DATA SHOWN =>

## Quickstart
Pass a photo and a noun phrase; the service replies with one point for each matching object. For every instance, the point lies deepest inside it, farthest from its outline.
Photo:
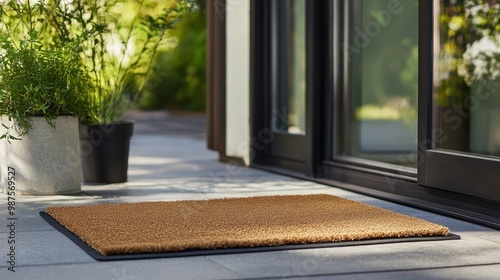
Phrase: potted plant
(43, 93)
(119, 41)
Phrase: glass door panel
(466, 82)
(289, 84)
(460, 138)
(380, 93)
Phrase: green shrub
(179, 80)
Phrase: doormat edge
(205, 252)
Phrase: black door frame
(324, 81)
(447, 170)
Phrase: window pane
(467, 76)
(289, 99)
(381, 93)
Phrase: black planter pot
(104, 152)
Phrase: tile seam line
(366, 272)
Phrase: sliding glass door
(460, 135)
(377, 103)
(396, 99)
(284, 121)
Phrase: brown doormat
(254, 222)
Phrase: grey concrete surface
(170, 166)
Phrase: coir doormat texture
(233, 225)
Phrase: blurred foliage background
(179, 80)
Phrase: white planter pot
(46, 161)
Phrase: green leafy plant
(180, 82)
(118, 46)
(37, 78)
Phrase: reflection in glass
(382, 65)
(466, 114)
(290, 51)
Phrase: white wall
(238, 79)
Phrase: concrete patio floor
(169, 161)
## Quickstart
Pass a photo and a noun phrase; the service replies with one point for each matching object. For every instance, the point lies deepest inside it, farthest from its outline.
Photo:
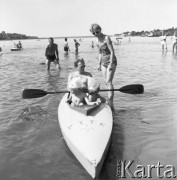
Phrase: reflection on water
(145, 125)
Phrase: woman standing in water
(163, 41)
(174, 41)
(107, 59)
(66, 47)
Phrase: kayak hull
(16, 49)
(87, 135)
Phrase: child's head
(75, 84)
(93, 86)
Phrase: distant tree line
(9, 36)
(154, 33)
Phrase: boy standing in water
(51, 54)
(76, 46)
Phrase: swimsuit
(163, 40)
(105, 52)
(51, 57)
(50, 52)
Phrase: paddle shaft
(36, 93)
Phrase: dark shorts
(106, 61)
(66, 48)
(51, 57)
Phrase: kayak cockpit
(84, 109)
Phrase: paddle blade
(33, 93)
(132, 89)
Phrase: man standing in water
(52, 54)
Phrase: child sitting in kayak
(77, 96)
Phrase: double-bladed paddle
(36, 93)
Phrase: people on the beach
(85, 84)
(163, 41)
(66, 47)
(18, 45)
(107, 59)
(52, 54)
(76, 46)
(174, 41)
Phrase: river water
(145, 125)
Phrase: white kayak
(87, 133)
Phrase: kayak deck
(87, 137)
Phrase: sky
(58, 18)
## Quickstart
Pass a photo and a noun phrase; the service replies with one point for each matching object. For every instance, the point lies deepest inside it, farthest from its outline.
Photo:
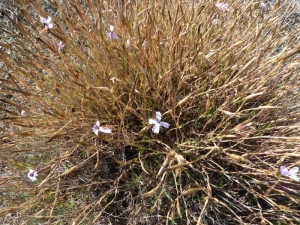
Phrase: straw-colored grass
(229, 91)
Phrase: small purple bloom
(32, 175)
(111, 34)
(97, 128)
(23, 113)
(157, 123)
(222, 6)
(292, 173)
(60, 45)
(47, 22)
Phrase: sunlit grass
(228, 90)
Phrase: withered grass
(229, 90)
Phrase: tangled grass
(226, 82)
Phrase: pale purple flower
(47, 22)
(263, 5)
(97, 128)
(292, 173)
(157, 123)
(111, 34)
(23, 113)
(32, 175)
(60, 45)
(222, 6)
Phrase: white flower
(292, 173)
(97, 128)
(111, 34)
(214, 21)
(263, 5)
(60, 45)
(157, 123)
(222, 6)
(47, 22)
(32, 175)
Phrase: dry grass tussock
(225, 81)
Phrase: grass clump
(225, 80)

TASK DIRECTIONS => Nothing but the lines from the one holding "Phrase: kayak hull" to the end of the entries above should be echoed, exactly and with both ends included; omit the pictures.

COMPLETE ANSWER =>
Phrase: kayak hull
(16, 49)
(87, 135)
Phrase: child's head
(75, 84)
(93, 86)
Phrase: distant tree line
(9, 36)
(154, 33)
Phrase: boy standing in water
(51, 54)
(76, 46)
Phrase: swimsuit
(163, 40)
(105, 52)
(51, 57)
(50, 52)
Phrase: paddle shaft
(36, 93)
Phrase: dark shorts
(106, 61)
(66, 48)
(51, 57)
Phrase: kayak cockpit
(84, 109)
Phrase: paddle blade
(33, 93)
(132, 89)
Phrase: man standing in water
(52, 54)
Phrase: child sitting in kayak
(77, 96)
Phrase: double-bladed paddle
(36, 93)
Phrase: people on the beach
(85, 84)
(163, 41)
(66, 47)
(18, 45)
(107, 59)
(52, 54)
(76, 46)
(174, 41)
Phrase: river water
(145, 125)
Phrase: white kayak
(87, 133)
Phrase: kayak deck
(87, 137)
Phrase: sky
(58, 18)
## Quickstart
Pass a photo and a noun phrase; the service replies with one point for each matching object. For every instance, the point lies deepest inside it, farthest from its outline.
Photo:
Phrase: straw-colored grass
(229, 91)
Phrase: small purple bloom
(32, 175)
(111, 34)
(97, 128)
(23, 113)
(157, 123)
(222, 6)
(292, 173)
(60, 45)
(47, 22)
Phrase: sunlit grass
(228, 90)
Phrase: withered grass
(229, 90)
Phrase: tangled grass
(226, 82)
Phrase: pale purple flower
(47, 22)
(263, 5)
(97, 128)
(292, 173)
(157, 123)
(111, 34)
(23, 113)
(32, 175)
(60, 45)
(222, 6)
Phrase: white flower
(292, 173)
(97, 128)
(111, 34)
(214, 21)
(263, 5)
(60, 45)
(157, 123)
(222, 6)
(47, 22)
(32, 175)
Phrase: dry grass tussock
(225, 81)
Phrase: grass clump
(225, 80)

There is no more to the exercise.